Given exercise:
Reproduce the records word for word from the very beginning through the line containing "top-left (224, 0), bottom-right (365, 47)", with that line included. Omit the picture from your copy.

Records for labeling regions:
-- -- --
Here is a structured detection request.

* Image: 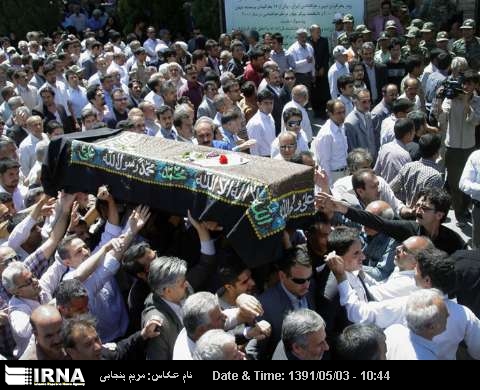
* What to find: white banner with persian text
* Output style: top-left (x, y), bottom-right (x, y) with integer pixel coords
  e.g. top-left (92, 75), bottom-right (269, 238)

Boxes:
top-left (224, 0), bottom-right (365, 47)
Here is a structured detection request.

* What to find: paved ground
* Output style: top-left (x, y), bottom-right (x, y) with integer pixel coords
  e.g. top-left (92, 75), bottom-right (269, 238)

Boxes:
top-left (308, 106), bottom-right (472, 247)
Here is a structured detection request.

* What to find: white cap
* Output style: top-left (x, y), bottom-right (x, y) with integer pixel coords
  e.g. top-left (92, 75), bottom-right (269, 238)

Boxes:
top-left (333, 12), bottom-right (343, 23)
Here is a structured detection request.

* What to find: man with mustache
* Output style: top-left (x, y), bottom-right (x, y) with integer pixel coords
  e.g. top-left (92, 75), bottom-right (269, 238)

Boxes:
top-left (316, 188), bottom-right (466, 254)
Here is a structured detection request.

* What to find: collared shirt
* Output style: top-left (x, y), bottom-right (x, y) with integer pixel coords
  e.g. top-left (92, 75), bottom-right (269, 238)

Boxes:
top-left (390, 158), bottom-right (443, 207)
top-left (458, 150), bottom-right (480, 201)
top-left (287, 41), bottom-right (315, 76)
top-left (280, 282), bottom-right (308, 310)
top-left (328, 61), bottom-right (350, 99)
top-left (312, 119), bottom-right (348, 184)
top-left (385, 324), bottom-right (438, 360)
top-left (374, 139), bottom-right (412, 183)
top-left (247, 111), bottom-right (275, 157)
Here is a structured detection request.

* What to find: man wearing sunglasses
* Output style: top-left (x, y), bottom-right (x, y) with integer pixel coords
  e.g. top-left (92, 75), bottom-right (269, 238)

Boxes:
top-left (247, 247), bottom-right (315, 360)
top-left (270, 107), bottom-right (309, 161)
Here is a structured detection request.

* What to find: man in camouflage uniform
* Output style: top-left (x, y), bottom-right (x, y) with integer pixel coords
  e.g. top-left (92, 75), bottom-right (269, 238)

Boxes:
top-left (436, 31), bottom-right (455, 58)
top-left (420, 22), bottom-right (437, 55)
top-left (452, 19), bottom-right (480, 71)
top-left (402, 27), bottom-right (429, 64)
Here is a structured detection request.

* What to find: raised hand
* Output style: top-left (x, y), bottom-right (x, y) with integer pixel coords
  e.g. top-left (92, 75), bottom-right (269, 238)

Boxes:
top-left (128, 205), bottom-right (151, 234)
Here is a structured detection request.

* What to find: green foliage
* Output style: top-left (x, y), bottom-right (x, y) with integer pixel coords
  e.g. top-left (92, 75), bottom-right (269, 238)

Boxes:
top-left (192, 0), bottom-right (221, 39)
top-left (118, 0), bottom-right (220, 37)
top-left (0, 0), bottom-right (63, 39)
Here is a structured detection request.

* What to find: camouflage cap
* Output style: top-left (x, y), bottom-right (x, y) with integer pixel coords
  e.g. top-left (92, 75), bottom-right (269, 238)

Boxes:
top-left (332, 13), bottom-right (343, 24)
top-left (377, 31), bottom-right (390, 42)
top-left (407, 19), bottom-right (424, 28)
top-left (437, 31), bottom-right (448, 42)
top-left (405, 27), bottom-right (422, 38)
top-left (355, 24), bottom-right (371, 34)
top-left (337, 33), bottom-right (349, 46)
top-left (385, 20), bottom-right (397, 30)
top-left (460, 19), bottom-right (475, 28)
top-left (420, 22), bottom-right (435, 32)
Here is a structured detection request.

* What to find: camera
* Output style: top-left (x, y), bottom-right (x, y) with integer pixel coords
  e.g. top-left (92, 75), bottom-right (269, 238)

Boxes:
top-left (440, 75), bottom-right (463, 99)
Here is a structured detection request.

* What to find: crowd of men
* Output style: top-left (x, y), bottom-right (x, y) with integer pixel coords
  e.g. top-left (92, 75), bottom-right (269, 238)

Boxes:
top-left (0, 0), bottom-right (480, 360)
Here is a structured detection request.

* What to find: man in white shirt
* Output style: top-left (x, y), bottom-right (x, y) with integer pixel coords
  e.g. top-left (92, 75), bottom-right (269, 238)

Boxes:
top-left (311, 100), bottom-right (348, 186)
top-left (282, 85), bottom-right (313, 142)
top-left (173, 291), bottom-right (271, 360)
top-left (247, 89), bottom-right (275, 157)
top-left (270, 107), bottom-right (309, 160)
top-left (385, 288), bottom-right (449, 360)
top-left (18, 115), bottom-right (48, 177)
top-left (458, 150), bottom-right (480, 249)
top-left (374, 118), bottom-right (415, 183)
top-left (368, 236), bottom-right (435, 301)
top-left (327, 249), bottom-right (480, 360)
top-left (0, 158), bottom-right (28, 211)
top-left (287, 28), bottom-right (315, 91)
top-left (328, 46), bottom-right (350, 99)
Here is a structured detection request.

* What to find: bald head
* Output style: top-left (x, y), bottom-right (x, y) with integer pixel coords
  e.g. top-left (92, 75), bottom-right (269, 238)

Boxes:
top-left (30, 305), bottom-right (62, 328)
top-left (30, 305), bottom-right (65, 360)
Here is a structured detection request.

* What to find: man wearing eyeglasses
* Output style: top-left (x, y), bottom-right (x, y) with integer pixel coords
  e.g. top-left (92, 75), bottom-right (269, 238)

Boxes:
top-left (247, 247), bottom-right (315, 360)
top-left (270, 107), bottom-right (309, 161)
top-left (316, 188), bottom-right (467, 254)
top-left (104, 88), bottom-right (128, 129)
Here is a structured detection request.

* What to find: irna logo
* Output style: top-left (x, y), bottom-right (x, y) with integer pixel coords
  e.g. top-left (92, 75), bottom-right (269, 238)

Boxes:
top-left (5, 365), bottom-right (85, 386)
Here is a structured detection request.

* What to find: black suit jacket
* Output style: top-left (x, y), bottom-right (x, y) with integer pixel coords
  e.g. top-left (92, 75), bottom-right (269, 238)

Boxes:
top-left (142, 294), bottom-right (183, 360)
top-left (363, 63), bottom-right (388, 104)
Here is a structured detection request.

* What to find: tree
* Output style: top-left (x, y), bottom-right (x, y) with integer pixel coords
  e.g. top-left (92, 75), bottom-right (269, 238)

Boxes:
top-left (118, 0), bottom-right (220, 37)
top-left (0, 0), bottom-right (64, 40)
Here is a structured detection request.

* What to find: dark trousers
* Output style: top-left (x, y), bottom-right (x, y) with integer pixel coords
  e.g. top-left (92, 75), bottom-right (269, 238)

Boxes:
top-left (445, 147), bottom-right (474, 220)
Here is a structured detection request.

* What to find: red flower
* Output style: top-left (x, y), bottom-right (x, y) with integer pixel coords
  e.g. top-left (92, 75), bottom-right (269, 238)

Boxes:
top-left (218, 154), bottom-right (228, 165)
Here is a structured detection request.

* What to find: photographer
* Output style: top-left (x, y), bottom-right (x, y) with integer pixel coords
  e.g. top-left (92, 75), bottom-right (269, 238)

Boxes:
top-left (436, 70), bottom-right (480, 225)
-- -- --
Solution for this problem:
Here is a structured detection request.

* Image: 
* What to find: white banner with persian text
* Output style: top-left (x, y), bottom-right (x, y) with integer pixel coords
  e.g. top-left (92, 75), bottom-right (269, 238)

Boxes:
top-left (224, 0), bottom-right (365, 47)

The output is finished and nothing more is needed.